_DOCUMENT EXTRACT_
━━━━━━
The relationship between gender and the TGF was discussed by Honda [18], Ejima [19], and Kijima [20], all of them agreed that there was no significant difference in TGF between males and females, and this was also confirmed by this study. In our study, the value of SS was the greatest in both sexes, followed by AS and PS respectively. Finding SS as the greatist value in our study was similar to the results of Ikeda and Kawamura [21], Dalili [22], and Kinniburgh [23]. However, the PS value was higher in these studies, whereas the AS value was higher in our study. Al-koshab et al. [10], Dalili [22] and Kinniburgh [23] reported that males had larger joint spaces than females especially the SS and PS. In the study of Al-koshab et al. [10], condylar volume, width, and height in males were larger than in females. In our study, males did not provide an obvious superiority to females in terms of all parameters.
━━━━━━
_STORED DATA_
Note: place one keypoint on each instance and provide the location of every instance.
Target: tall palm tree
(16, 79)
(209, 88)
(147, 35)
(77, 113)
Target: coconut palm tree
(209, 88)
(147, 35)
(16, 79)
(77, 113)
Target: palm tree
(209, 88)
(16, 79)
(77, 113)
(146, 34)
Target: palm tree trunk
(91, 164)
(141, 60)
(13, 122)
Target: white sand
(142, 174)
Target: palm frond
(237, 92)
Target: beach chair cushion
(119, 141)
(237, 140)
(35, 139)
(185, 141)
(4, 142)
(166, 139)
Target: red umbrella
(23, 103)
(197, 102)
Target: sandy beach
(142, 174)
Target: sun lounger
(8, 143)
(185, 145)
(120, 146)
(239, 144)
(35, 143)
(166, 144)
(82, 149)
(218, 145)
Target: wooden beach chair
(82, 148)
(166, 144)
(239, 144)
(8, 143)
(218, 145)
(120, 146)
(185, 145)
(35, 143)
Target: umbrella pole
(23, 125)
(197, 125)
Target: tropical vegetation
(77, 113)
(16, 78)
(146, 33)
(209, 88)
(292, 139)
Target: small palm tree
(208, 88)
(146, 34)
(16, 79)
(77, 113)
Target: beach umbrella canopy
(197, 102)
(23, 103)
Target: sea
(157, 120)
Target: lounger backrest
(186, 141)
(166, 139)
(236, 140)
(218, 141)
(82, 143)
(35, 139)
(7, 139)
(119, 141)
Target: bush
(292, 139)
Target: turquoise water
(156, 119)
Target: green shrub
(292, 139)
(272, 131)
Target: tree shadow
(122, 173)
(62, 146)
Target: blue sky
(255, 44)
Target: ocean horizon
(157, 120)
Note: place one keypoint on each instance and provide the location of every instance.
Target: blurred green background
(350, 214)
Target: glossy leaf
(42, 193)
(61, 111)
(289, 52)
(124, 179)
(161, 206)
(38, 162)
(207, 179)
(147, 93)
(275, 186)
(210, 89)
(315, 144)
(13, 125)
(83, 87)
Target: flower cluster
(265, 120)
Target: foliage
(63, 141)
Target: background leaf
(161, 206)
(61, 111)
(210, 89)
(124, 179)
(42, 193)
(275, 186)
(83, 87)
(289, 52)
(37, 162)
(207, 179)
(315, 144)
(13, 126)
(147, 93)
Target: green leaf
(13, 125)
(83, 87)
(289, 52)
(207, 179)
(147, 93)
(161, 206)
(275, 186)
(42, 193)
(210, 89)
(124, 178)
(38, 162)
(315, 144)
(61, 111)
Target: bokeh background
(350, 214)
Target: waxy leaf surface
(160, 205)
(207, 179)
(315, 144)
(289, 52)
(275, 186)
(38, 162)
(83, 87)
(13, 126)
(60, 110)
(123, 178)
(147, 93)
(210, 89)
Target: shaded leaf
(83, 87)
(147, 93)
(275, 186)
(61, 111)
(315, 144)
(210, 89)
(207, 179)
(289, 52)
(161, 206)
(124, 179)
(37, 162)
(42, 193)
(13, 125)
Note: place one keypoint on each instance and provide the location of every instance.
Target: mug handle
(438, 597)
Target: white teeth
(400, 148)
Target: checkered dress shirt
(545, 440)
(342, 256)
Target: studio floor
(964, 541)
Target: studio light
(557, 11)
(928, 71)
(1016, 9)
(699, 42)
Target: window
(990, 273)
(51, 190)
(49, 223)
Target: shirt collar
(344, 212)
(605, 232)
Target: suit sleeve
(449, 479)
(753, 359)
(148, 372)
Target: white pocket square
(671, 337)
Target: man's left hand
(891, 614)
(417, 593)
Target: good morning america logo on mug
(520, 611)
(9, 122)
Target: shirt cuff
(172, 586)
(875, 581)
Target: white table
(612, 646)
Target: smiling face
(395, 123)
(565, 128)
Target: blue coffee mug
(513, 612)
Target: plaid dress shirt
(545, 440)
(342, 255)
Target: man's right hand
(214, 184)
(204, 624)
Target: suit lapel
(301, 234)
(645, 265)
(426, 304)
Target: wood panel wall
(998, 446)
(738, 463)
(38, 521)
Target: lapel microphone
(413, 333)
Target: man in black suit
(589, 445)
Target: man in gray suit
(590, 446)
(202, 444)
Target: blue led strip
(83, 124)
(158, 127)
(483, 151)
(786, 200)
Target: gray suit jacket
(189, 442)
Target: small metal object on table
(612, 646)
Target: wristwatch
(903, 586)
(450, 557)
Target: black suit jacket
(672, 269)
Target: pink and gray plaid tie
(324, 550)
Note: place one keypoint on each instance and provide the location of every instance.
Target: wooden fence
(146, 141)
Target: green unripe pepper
━━━━━━
_PROBLEM_
Print the passage on joint space in males and females in full, word for word. These entries have nothing to do with the passage on joint space in males and females.

_ANSWER TO THIS PROBLEM_
The relationship between gender and the TGF was discussed by Honda [18], Ejima [19], and Kijima [20], all of them agreed that there was no significant difference in TGF between males and females, and this was also confirmed by this study. In our study, the value of SS was the greatest in both sexes, followed by AS and PS respectively. Finding SS as the greatist value in our study was similar to the results of Ikeda and Kawamura [21], Dalili [22], and Kinniburgh [23]. However, the PS value was higher in these studies, whereas the AS value was higher in our study. Al-koshab et al. [10], Dalili [22] and Kinniburgh [23] reported that males had larger joint spaces than females especially the SS and PS. In the study of Al-koshab et al. [10], condylar volume, width, and height in males were larger than in females. In our study, males did not provide an obvious superiority to females in terms of all parameters.